## START TEXT PROVIDED

Back when Kelly Davis was traveling around the world with the Dennis Rodman Circus, the Chicago police officer and bodyguard extraordinaire became as skilled as the Bulls' rebounding savant in the art of boxing out. Wherever the Worm turned, be it packed club, casino, gay bar or bedroom, Davis was sure to follow, serving as a human buffer against all kinds of potential trouble. Sometimes, that meant getting in the face of the heavily tattooed man who employed him, but Davis had no problem holding his ground.

As Davis said Wednesday, "You're not employed to kiss your client's ass. If your client is about to do something that could land him in jail or get him sued, and you don't stop it, why are you there? If you're afraid to stand up to him, you're nothing but a lackey."

I tracked down Davis, with whom I shared many an all-nighter during the height of Rodmania -- and who has since started a business, Overtime Inc., designed to provide security and guidance for professional athletes -- for fairly obvious reasons: In the wake of the sexual-assault charges filed in Colorado against Kobe Bryant, the subject of star athletes, poor judgment and the ruinous results that can ensue has never been more topical. And while Davis, like the rest of us, can't pretend to know what actually went down in the Laker star's hotel room on that night in late June, the situational specifics that have been reported by various outlets have provoked some strong opinions.

## END TEXT PROVIDED

## PROMPT 1
In the article about Kelly Davis, what is the name of the business Davis started?
## PROMPT 2
Repeat the passage from the Kelly Davis article that begins with the words containing "I tracked down" and ends with "some strong opinions.".

## START EXTRACTED INFORMATION

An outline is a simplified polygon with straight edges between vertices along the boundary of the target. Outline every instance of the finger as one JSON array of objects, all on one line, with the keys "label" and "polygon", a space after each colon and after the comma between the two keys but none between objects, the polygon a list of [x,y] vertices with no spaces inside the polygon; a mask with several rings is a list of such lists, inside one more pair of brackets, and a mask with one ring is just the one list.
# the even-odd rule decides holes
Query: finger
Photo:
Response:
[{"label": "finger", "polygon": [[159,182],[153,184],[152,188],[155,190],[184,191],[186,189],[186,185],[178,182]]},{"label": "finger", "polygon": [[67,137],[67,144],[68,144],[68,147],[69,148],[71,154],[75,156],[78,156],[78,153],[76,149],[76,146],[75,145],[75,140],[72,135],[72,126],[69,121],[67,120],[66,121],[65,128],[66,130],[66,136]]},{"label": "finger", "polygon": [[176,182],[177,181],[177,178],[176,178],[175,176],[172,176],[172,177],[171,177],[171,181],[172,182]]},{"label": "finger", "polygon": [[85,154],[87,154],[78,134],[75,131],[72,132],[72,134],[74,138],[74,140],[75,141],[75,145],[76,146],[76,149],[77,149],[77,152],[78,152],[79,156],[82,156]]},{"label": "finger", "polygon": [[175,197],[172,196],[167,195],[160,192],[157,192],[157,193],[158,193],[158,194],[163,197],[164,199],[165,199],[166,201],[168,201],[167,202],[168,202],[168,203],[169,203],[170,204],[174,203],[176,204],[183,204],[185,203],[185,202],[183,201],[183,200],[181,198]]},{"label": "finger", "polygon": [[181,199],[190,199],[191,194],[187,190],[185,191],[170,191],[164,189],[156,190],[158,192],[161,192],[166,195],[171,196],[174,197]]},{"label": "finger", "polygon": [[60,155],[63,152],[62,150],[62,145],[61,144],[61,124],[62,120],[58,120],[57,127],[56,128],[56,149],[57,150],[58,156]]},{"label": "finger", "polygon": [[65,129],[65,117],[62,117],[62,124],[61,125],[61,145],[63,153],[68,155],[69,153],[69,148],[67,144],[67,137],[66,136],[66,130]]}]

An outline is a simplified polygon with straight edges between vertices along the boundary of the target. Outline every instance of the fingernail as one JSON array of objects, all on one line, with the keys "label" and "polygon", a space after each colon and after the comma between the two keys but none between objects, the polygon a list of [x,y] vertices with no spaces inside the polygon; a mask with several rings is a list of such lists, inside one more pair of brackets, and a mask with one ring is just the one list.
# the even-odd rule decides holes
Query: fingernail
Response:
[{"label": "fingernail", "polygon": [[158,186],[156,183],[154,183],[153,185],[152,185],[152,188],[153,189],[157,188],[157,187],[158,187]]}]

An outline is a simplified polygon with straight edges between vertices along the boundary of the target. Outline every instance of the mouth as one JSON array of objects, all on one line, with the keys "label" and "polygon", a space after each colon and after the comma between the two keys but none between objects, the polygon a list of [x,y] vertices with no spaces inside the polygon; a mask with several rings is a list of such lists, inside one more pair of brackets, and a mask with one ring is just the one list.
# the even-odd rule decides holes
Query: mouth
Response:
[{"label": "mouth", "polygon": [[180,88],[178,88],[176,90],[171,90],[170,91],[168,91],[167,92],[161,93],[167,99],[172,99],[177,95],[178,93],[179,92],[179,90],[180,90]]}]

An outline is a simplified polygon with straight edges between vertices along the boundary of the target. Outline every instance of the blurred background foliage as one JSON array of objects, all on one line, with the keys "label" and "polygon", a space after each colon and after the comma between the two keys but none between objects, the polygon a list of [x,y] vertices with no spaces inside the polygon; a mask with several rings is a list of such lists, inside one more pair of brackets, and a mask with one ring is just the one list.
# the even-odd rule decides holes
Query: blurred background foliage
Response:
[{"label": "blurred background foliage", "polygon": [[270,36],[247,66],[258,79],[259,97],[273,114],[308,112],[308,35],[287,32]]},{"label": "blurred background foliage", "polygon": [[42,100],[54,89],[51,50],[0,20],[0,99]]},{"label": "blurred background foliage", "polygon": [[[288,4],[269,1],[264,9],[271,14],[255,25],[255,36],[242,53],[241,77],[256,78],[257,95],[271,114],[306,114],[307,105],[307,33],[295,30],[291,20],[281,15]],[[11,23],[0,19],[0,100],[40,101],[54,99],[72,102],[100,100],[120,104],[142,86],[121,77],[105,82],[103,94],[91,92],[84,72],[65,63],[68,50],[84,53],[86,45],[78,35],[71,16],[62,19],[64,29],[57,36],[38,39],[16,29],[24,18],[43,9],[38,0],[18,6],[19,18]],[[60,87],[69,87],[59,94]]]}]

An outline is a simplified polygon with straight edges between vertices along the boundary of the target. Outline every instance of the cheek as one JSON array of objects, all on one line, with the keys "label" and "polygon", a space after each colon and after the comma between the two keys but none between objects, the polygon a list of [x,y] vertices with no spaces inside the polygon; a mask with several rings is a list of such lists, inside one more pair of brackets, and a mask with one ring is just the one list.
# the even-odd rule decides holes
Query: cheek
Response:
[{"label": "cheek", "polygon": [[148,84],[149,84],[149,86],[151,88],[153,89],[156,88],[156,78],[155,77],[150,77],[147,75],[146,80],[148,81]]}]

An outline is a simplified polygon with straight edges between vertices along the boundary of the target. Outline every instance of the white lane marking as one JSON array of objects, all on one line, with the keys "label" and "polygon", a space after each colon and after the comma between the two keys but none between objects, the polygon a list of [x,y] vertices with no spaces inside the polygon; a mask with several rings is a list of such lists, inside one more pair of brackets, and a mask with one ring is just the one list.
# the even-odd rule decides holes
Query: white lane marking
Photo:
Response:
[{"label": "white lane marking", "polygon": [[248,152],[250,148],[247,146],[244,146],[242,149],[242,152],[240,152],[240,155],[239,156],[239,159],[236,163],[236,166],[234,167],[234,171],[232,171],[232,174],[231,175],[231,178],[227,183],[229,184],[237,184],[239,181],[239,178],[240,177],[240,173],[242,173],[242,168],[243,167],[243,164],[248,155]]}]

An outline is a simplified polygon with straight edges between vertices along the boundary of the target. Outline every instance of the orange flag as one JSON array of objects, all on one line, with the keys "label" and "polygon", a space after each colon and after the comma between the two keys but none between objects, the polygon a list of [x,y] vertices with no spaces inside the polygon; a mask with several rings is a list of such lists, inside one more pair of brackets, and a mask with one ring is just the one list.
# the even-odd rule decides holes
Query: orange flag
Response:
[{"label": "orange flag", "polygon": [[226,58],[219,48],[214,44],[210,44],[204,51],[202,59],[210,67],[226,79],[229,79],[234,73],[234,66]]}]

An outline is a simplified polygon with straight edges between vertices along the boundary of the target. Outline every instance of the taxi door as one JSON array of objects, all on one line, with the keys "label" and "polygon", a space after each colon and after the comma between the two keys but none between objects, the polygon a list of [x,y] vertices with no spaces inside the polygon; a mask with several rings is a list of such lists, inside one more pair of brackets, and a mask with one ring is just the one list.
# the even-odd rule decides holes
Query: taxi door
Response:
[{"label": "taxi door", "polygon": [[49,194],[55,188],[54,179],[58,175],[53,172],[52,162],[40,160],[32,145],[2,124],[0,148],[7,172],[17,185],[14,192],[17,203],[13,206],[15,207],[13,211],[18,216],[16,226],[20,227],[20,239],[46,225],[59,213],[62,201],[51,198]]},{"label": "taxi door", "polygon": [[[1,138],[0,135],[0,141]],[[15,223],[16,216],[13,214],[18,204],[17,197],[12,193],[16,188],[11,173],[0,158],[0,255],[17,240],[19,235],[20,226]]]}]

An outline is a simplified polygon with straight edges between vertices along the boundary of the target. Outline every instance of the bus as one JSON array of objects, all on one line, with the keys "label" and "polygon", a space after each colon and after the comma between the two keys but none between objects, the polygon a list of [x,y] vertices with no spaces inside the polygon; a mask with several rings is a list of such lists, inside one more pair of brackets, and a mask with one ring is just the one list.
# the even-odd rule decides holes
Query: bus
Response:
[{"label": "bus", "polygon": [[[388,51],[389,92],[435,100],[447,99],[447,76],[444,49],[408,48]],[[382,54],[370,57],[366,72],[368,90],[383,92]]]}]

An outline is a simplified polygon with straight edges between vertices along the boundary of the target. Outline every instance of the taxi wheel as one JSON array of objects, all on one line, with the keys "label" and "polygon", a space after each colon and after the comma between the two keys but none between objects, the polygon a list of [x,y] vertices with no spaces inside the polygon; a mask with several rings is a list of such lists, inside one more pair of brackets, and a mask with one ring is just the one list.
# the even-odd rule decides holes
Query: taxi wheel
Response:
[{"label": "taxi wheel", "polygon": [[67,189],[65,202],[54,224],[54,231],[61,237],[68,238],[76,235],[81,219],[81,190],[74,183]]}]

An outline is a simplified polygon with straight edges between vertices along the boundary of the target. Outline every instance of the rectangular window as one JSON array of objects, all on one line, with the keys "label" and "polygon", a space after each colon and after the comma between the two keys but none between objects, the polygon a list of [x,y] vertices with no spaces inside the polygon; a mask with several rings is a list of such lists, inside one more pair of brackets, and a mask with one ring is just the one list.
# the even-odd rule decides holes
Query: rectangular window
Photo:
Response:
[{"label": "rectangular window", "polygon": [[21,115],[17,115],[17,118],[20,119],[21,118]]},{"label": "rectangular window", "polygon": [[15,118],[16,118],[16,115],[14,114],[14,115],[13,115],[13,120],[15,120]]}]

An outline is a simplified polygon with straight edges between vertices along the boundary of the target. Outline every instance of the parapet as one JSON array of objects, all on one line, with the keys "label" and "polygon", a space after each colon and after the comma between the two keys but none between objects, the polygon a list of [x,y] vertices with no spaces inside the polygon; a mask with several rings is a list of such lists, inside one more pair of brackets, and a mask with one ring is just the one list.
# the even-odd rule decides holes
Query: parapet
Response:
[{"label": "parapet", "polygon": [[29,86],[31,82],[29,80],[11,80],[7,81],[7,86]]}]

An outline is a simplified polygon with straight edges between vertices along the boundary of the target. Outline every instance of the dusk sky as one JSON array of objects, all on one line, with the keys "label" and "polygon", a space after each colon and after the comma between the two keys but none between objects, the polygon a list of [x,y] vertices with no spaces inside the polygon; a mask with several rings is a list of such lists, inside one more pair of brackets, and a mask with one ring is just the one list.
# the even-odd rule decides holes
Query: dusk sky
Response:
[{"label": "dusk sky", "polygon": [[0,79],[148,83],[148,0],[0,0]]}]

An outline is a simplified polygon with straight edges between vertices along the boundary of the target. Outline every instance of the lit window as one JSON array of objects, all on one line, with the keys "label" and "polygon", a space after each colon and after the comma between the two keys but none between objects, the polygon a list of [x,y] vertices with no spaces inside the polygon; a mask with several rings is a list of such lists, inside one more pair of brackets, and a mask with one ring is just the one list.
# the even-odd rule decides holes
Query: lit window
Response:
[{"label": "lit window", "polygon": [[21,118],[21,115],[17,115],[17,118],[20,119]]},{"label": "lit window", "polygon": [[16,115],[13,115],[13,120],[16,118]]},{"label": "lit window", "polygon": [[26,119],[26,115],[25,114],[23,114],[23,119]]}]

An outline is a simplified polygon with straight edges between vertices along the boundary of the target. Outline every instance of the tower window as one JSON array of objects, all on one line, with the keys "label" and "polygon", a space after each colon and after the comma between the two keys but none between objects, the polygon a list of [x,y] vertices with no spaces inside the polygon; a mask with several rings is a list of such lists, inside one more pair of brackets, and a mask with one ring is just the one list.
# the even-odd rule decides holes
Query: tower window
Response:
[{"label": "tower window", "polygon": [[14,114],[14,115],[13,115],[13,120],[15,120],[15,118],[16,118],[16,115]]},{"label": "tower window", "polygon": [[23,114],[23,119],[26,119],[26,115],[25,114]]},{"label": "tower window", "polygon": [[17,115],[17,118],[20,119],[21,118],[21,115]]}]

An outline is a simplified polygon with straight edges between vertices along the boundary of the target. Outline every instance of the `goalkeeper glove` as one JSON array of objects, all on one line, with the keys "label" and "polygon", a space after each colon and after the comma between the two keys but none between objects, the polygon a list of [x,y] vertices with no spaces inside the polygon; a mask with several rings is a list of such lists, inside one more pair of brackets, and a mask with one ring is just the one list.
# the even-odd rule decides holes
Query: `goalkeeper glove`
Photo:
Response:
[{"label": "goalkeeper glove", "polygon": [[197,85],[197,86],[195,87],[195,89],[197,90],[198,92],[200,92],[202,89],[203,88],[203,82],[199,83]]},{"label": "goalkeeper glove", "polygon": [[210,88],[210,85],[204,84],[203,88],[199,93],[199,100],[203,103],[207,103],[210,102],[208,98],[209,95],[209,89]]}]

## END EXTRACTED INFORMATION

## WRITTEN REPLY 1
Overtime Inc.

## WRITTEN REPLY 2
I tracked down Davis, with whom I shared many an all-nighter during the height of Rodmania -- and who has since started a business, Overtime Inc., designed to provide security and guidance for professional athletes -- for fairly obvious reasons: In the wake of the sexual-assault charges filed in Colorado against Kobe Bryant, the subject of star athletes, poor judgment and the ruinous results that can ensue has never been more topical. And while Davis, like the rest of us, can't pretend to know what actually went down in the Laker star's hotel room on that night in late June, the situational specifics that have been reported by various outlets have provoked some strong opinions.